What is needed —
Count how many lines in the records below contain the word "rocky". Give only the number.

Records provided —

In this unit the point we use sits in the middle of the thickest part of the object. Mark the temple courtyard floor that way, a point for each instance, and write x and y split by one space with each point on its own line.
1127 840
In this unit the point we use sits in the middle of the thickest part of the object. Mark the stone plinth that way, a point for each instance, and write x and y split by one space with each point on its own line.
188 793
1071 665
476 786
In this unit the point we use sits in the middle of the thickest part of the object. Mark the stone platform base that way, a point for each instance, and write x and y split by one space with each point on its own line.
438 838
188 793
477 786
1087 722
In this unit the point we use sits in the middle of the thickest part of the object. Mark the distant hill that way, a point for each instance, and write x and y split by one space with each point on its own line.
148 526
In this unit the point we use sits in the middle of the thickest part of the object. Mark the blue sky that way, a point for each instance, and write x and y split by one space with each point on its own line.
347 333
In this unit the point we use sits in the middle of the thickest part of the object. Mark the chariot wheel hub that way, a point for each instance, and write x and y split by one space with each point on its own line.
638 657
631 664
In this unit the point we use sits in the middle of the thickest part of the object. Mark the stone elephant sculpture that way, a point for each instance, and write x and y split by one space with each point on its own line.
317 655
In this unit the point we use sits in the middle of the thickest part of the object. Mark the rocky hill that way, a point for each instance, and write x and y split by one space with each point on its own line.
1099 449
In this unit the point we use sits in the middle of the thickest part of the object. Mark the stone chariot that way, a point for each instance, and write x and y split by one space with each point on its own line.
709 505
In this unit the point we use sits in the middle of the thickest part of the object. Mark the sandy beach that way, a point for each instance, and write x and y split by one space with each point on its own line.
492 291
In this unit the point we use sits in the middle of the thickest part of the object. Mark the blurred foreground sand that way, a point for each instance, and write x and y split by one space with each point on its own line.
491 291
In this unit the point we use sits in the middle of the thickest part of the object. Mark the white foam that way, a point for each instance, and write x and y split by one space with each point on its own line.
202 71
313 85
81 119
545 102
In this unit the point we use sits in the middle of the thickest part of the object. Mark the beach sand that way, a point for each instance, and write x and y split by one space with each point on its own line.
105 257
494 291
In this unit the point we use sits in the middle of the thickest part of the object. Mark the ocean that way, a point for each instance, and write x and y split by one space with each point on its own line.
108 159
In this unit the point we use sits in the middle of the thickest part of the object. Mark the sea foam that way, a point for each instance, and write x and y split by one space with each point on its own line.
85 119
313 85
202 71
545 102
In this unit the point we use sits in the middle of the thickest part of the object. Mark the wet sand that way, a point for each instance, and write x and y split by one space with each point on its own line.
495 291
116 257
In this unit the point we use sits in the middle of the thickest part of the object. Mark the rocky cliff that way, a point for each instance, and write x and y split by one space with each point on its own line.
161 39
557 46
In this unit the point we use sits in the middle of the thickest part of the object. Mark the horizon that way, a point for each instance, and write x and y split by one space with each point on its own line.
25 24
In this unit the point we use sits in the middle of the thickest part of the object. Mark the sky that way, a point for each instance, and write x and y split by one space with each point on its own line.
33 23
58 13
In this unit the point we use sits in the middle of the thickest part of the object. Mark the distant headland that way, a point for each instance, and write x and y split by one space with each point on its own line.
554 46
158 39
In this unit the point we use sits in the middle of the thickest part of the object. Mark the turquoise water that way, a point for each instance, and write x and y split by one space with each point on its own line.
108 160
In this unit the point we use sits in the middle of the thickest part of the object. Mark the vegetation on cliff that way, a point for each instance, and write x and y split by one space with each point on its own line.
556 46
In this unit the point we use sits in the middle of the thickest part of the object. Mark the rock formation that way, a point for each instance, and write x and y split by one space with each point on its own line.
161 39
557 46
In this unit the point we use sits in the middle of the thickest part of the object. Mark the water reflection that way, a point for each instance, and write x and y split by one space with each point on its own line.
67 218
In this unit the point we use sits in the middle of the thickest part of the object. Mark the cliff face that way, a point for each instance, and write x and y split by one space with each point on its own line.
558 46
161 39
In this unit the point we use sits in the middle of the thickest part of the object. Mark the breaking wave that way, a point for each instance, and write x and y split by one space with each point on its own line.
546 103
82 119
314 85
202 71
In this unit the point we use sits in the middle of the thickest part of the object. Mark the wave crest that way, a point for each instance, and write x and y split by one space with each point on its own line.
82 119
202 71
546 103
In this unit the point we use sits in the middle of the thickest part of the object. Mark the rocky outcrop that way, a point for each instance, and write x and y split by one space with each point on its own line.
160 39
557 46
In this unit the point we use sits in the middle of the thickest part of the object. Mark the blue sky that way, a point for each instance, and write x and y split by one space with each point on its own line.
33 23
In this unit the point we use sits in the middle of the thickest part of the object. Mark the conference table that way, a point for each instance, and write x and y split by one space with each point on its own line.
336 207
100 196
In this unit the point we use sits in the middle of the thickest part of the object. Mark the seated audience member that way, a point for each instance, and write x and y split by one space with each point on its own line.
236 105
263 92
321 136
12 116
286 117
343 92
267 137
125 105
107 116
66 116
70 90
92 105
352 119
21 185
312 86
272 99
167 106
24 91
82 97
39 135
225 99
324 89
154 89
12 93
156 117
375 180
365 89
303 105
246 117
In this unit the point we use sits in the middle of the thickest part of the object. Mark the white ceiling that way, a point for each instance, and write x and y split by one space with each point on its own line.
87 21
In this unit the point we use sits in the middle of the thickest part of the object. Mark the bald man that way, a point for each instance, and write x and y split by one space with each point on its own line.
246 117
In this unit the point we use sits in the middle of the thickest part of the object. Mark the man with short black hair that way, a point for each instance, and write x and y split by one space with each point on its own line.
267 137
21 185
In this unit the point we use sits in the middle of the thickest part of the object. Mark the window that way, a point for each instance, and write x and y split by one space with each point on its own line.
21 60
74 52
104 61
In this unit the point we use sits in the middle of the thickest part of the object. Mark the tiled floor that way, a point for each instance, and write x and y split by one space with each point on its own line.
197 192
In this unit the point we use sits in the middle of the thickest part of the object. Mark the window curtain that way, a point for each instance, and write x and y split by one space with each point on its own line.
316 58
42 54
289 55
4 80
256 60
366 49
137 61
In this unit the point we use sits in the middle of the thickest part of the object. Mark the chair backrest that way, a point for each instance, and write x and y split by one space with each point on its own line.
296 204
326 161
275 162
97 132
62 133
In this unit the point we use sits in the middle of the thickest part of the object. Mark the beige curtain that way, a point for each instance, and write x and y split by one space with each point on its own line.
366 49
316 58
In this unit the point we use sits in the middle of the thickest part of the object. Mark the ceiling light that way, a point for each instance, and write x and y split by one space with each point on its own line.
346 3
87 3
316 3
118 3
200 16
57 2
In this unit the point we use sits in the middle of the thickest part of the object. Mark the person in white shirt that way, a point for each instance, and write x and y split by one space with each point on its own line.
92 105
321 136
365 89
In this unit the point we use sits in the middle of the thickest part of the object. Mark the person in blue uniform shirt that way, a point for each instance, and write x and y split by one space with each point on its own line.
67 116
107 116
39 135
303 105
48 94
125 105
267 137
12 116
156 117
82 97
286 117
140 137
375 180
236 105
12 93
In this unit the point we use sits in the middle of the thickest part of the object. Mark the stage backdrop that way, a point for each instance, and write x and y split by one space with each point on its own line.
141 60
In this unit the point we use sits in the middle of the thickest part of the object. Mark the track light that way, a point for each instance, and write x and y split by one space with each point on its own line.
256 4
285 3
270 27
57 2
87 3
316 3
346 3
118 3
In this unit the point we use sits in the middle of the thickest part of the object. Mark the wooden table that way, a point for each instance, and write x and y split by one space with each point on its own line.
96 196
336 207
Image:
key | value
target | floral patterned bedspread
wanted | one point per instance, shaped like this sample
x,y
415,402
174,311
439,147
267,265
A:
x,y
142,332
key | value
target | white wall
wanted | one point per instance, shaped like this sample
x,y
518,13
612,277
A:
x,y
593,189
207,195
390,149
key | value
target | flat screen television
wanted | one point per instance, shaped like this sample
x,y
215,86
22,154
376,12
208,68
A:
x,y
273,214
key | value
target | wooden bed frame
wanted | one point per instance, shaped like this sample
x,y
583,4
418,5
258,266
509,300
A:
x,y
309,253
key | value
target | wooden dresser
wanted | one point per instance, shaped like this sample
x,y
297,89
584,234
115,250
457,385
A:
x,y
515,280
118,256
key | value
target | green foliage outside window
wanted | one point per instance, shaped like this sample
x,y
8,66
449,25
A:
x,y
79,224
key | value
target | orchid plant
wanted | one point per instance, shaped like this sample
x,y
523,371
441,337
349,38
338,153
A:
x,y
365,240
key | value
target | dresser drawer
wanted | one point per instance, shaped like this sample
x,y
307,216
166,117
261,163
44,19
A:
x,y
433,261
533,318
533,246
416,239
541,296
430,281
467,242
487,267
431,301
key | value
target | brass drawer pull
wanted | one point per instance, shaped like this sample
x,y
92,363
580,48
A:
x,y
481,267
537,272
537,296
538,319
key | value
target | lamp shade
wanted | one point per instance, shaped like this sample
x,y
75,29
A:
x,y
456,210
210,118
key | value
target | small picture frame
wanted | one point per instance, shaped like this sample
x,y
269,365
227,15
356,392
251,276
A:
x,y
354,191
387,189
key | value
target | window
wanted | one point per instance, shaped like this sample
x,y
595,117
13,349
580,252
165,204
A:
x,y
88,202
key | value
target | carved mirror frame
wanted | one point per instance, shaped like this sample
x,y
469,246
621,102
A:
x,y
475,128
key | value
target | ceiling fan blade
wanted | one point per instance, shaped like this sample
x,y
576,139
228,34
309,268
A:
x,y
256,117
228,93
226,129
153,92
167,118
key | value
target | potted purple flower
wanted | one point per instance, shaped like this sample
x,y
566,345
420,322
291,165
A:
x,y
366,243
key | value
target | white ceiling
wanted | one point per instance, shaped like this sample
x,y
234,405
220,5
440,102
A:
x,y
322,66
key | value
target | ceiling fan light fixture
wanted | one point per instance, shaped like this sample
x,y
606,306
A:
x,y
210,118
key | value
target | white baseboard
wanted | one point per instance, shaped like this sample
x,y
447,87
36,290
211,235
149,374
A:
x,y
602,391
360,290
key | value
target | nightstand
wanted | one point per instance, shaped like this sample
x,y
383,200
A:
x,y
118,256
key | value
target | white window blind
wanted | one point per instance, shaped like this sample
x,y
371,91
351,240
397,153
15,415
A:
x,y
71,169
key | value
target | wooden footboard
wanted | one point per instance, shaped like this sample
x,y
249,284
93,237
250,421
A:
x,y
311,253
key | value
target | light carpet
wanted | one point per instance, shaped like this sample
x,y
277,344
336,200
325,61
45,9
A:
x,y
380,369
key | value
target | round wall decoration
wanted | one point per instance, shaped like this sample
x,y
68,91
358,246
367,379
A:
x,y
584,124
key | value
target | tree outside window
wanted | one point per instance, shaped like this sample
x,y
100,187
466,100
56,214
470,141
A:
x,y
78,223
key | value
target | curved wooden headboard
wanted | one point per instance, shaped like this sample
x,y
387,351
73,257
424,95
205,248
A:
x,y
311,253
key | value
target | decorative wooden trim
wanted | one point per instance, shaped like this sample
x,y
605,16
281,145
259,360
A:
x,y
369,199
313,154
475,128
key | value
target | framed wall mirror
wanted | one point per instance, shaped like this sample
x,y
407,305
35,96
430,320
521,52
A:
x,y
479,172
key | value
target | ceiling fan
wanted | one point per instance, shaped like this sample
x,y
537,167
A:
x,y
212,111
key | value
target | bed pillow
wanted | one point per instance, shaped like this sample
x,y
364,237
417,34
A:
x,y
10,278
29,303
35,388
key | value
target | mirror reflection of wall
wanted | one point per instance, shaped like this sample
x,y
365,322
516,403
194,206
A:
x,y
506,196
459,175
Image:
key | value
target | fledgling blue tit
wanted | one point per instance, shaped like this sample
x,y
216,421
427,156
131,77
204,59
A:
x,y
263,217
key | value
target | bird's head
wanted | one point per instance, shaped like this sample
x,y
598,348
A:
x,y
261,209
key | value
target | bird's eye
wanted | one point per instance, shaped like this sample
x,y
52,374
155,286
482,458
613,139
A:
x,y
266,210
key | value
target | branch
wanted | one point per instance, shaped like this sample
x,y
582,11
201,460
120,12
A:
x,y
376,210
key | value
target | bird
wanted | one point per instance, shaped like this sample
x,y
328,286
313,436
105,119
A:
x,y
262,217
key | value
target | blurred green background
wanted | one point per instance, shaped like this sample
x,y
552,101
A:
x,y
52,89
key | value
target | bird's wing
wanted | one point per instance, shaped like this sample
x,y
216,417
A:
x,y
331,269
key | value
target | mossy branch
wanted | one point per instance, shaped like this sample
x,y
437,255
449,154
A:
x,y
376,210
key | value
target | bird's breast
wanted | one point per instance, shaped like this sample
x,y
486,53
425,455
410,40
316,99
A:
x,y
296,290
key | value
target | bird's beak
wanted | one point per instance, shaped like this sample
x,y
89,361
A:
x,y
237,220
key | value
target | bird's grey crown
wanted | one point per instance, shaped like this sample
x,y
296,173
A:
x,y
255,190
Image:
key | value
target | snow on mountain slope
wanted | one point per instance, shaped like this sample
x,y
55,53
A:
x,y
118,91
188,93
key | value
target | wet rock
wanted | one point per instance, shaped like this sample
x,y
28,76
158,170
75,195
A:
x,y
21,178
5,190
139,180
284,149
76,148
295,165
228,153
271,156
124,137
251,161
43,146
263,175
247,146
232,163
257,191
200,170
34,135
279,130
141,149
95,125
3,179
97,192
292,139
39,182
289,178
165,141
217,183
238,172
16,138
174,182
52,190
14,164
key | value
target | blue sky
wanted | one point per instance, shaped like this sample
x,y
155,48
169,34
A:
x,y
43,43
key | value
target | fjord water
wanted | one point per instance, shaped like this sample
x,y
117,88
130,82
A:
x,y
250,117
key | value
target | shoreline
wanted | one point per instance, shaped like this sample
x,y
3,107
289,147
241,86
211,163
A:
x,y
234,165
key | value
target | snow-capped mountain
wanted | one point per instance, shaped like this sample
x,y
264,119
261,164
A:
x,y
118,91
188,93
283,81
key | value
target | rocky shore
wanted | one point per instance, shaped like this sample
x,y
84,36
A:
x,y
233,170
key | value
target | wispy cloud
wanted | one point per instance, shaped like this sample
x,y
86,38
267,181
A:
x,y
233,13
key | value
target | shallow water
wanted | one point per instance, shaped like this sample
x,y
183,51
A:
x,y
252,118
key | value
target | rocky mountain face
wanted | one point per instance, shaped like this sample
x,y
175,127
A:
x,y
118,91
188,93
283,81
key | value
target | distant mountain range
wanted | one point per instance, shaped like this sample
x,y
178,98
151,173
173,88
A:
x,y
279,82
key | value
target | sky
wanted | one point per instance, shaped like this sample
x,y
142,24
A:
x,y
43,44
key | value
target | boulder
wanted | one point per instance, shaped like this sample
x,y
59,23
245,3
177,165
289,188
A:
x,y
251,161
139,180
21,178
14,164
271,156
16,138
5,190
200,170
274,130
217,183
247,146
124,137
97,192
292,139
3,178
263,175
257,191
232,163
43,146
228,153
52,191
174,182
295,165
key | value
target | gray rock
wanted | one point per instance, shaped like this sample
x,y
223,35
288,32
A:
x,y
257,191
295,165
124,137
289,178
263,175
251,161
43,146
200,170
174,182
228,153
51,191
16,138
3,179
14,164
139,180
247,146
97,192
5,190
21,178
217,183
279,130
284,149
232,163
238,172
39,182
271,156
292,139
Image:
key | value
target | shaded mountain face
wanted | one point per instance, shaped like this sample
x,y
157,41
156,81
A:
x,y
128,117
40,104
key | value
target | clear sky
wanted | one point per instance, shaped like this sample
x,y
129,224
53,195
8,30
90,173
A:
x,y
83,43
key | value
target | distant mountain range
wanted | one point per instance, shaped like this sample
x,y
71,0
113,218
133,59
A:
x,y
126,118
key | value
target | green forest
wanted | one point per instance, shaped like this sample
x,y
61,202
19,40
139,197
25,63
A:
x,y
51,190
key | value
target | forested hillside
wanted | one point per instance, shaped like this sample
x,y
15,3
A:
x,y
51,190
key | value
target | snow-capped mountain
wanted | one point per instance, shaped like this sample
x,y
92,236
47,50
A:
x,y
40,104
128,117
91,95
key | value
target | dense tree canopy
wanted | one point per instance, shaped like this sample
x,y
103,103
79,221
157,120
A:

Reply —
5